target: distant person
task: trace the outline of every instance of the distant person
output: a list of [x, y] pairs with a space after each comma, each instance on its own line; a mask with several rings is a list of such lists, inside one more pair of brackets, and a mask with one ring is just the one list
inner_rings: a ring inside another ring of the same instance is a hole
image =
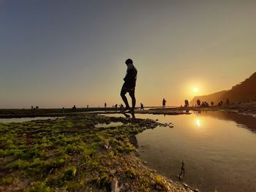
[[230, 100], [227, 99], [226, 105], [230, 105]]
[[189, 101], [187, 99], [185, 99], [184, 102], [185, 102], [185, 105], [184, 105], [185, 107], [187, 107], [189, 106]]
[[144, 105], [140, 103], [140, 110], [144, 110]]
[[[137, 80], [137, 69], [133, 65], [133, 61], [132, 59], [128, 58], [125, 61], [125, 64], [127, 66], [127, 71], [124, 78], [124, 82], [121, 90], [121, 97], [122, 98], [124, 104], [125, 109], [124, 111], [131, 110], [134, 111], [135, 108], [136, 99], [135, 99], [135, 85], [136, 85], [136, 80]], [[129, 93], [129, 95], [132, 98], [132, 110], [129, 108], [129, 103], [127, 101], [127, 98], [125, 96], [127, 93]]]
[[166, 104], [166, 103], [167, 103], [167, 101], [165, 100], [165, 99], [162, 99], [162, 107], [165, 107], [165, 104]]
[[120, 111], [124, 110], [124, 105], [123, 105], [122, 104], [121, 104], [119, 105], [119, 107], [120, 107]]

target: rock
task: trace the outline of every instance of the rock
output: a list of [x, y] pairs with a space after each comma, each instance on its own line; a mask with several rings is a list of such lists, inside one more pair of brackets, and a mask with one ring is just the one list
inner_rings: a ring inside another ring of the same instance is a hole
[[116, 178], [114, 178], [113, 181], [111, 182], [111, 192], [119, 192], [120, 190], [118, 187], [118, 180]]
[[116, 173], [116, 170], [111, 169], [109, 172], [110, 172], [111, 174], [114, 174]]

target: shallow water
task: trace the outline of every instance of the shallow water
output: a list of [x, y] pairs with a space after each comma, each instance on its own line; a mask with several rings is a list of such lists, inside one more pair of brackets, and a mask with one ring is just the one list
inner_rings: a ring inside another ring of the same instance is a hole
[[26, 121], [31, 121], [36, 120], [48, 120], [48, 119], [57, 119], [63, 118], [64, 117], [37, 117], [37, 118], [0, 118], [0, 123], [23, 123]]
[[96, 128], [99, 128], [99, 127], [104, 127], [104, 128], [107, 128], [107, 127], [113, 127], [113, 126], [120, 126], [123, 125], [123, 123], [121, 122], [111, 122], [110, 123], [98, 123], [96, 124], [94, 126]]
[[135, 114], [172, 123], [137, 136], [140, 158], [173, 180], [200, 191], [256, 191], [256, 118], [228, 112], [191, 115]]

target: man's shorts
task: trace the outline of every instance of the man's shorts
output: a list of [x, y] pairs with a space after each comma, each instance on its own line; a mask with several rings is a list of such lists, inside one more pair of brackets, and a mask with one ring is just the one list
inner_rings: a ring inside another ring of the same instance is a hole
[[135, 88], [127, 88], [125, 86], [125, 85], [124, 84], [122, 88], [121, 88], [121, 95], [124, 95], [126, 94], [127, 93], [129, 93], [129, 94], [134, 94], [135, 92]]

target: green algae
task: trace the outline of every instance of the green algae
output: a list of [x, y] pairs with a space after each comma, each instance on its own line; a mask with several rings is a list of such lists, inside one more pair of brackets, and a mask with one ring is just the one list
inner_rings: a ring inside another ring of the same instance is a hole
[[[124, 124], [94, 126], [110, 122]], [[134, 159], [136, 149], [129, 138], [159, 124], [93, 114], [0, 123], [0, 189], [86, 191], [96, 188], [108, 191], [113, 179], [118, 177], [138, 189], [150, 191], [155, 184], [146, 179], [147, 171], [134, 166], [139, 161]], [[162, 185], [159, 179], [156, 182]], [[25, 184], [17, 187], [17, 183]]]

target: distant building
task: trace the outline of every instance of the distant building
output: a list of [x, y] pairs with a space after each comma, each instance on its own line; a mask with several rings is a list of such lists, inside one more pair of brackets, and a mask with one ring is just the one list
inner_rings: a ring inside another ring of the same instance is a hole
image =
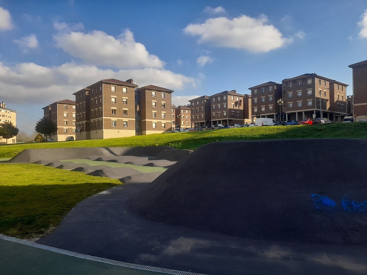
[[349, 65], [353, 75], [352, 113], [355, 121], [367, 121], [367, 60]]
[[[42, 108], [43, 117], [47, 117], [55, 123], [57, 130], [48, 138], [55, 141], [65, 141], [67, 136], [75, 137], [75, 102], [64, 99], [54, 102]], [[46, 135], [44, 138], [46, 138]]]
[[[17, 113], [18, 111], [6, 107], [6, 104], [4, 101], [0, 102], [0, 124], [4, 122], [11, 122], [14, 126], [17, 126]], [[17, 142], [17, 137], [14, 136], [8, 140], [8, 143], [15, 143]], [[6, 143], [6, 139], [0, 137], [0, 143]]]

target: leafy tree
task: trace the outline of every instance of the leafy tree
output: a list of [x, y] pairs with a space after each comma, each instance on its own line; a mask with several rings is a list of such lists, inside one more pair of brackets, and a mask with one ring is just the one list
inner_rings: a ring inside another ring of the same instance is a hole
[[47, 138], [47, 135], [51, 136], [57, 131], [57, 126], [50, 118], [44, 117], [37, 121], [34, 130], [37, 133], [46, 135]]
[[15, 136], [18, 134], [19, 129], [13, 125], [11, 122], [4, 122], [0, 124], [0, 136], [6, 139], [6, 144], [8, 139]]
[[36, 142], [43, 142], [43, 136], [41, 134], [37, 134], [34, 138], [34, 141]]

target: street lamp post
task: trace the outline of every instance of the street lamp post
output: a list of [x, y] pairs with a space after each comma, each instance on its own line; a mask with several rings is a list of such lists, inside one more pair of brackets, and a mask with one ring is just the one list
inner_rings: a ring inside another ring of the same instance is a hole
[[281, 106], [283, 105], [283, 103], [284, 103], [284, 101], [281, 98], [280, 98], [278, 100], [276, 101], [277, 103], [279, 104], [279, 121], [281, 121]]

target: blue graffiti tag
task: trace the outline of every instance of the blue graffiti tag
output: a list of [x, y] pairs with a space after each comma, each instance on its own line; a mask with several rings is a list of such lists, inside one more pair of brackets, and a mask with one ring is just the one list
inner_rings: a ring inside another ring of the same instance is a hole
[[[317, 209], [320, 209], [320, 207], [331, 209], [331, 208], [330, 208], [336, 207], [337, 206], [335, 201], [333, 201], [327, 196], [320, 196], [317, 194], [312, 194], [311, 196], [312, 197], [312, 201], [315, 206]], [[356, 201], [350, 202], [346, 199], [342, 199], [341, 200], [341, 205], [345, 211], [352, 211], [350, 210], [352, 206], [353, 206], [354, 210], [356, 211], [364, 212], [367, 210], [367, 201], [359, 202]]]

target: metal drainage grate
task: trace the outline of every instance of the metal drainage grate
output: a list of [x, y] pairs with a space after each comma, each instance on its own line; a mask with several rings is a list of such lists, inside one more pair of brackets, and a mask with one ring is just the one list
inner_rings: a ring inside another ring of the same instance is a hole
[[159, 267], [150, 267], [148, 265], [142, 265], [140, 264], [129, 264], [127, 263], [120, 262], [119, 261], [115, 261], [113, 260], [109, 260], [105, 259], [104, 258], [100, 258], [99, 257], [91, 256], [89, 255], [86, 255], [82, 254], [80, 253], [73, 252], [72, 251], [69, 251], [67, 250], [64, 250], [60, 248], [49, 246], [48, 245], [42, 245], [40, 243], [33, 242], [30, 242], [25, 240], [21, 240], [19, 239], [13, 238], [13, 237], [8, 237], [7, 236], [0, 234], [0, 239], [2, 239], [6, 241], [10, 241], [11, 242], [14, 242], [19, 243], [22, 243], [23, 245], [29, 245], [30, 246], [33, 246], [40, 248], [45, 250], [48, 250], [52, 252], [60, 253], [64, 255], [67, 255], [68, 256], [76, 257], [76, 258], [80, 258], [81, 259], [85, 259], [89, 260], [91, 261], [95, 261], [103, 263], [106, 264], [113, 264], [115, 265], [123, 267], [127, 267], [129, 268], [134, 268], [135, 269], [139, 269], [142, 270], [147, 270], [148, 271], [155, 271], [155, 272], [159, 272], [161, 273], [166, 273], [167, 274], [172, 274], [174, 275], [206, 275], [205, 274], [199, 273], [193, 273], [191, 272], [186, 272], [186, 271], [180, 271], [178, 270], [174, 270], [171, 269], [167, 269], [166, 268], [161, 268]]

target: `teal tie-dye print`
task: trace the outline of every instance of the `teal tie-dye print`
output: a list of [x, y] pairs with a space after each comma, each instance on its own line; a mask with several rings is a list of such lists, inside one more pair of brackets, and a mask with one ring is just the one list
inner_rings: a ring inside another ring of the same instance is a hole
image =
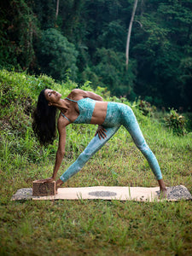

Exercise instructions:
Put every line of the items in the stretch from the line containing "target: distant building" through the line containing "138], [34, 141]]" into a JSON list of strings, one string per line, skipping blank lines. Leave the pictures out of the answer.

Solution to this problem:
[
  "target: distant building",
  "task: trace the outline of every instance of the distant building",
  "output: a list of [x, y] pairs with a space after each comma, each instance on its own line; a mask with several rings is a list of such lists, inside one more pair of brackets, and a mask with one ring is just the one list",
  "inner_rings: a ring inside another ring of the same instance is a hole",
  "image =",
  "[[349, 65], [353, 75], [352, 113], [355, 121], [367, 121], [367, 60]]",
  "[[[42, 108], [43, 117], [47, 117], [55, 123], [57, 130], [48, 138], [55, 141], [65, 141], [67, 136], [75, 137], [75, 102], [64, 99], [54, 102]], [[46, 135], [44, 138], [46, 138]]]",
  "[[[17, 113], [18, 111], [6, 107], [6, 104], [4, 101], [0, 102], [0, 124], [4, 122], [11, 122], [14, 126], [17, 126]], [[17, 142], [17, 137], [14, 136], [8, 140], [8, 143], [15, 143]], [[6, 143], [6, 139], [0, 137], [0, 143]]]",
  "target: leafy tree",
  "task: trace the outline of every instance of the leafy tree",
  "output: a list of [x, y] pairs with a space after each comma, each instance on its own line; a mask with several rings is a list of such lists, inside one more pair of brackets, and a mask with one ring is just the one list",
  "inner_rings: a ring inside another ring of the same instance is a hole",
  "[[47, 138], [47, 135], [51, 136], [57, 131], [57, 126], [50, 118], [44, 117], [37, 121], [34, 130], [37, 133], [46, 135]]",
  "[[15, 136], [18, 134], [19, 129], [13, 125], [11, 122], [4, 122], [0, 124], [0, 136], [6, 139], [6, 144], [8, 139]]",
  "[[36, 142], [43, 142], [43, 136], [41, 134], [37, 134], [34, 138], [34, 141]]"
]